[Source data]
+---+

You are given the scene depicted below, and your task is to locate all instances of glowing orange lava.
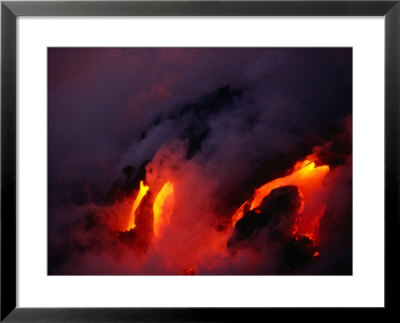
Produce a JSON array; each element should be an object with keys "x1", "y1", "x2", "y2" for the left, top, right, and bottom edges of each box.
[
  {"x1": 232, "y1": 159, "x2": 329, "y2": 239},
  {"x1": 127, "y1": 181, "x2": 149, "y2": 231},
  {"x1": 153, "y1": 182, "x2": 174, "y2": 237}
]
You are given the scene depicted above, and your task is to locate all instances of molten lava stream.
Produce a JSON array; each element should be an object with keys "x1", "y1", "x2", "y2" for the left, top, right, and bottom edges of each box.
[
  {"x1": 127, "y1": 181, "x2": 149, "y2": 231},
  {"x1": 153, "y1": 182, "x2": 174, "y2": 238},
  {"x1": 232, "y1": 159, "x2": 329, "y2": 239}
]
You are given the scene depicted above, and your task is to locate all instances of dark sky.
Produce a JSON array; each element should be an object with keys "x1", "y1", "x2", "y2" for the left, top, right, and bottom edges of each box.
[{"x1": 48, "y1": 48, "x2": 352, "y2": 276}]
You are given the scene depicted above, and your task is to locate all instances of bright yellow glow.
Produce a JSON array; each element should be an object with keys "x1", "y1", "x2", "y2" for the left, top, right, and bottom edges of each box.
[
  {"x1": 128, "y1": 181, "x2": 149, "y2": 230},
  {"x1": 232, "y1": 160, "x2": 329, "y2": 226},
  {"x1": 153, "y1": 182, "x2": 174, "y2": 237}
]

+---+

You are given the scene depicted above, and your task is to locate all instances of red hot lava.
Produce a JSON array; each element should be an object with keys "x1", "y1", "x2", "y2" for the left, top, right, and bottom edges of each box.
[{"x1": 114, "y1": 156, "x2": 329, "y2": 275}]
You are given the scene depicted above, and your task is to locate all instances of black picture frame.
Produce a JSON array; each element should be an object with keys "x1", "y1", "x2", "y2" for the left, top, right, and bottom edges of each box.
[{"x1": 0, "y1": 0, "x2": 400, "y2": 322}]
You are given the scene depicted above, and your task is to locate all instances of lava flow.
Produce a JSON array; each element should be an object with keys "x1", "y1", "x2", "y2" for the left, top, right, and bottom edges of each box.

+---+

Collect every line in the items above that contains the string "lava". Matching is case-sensitive.

You are given the scene depicted below, and your task is to locate all instances of glowing orange lava.
You are given the scene depicted above, and your task is to locate all instances of molten lava stream.
You are given the scene depicted above, and your task is to locate all instances of red hot lava.
You are given the scene depicted above, and your task is to locate all instances of lava flow.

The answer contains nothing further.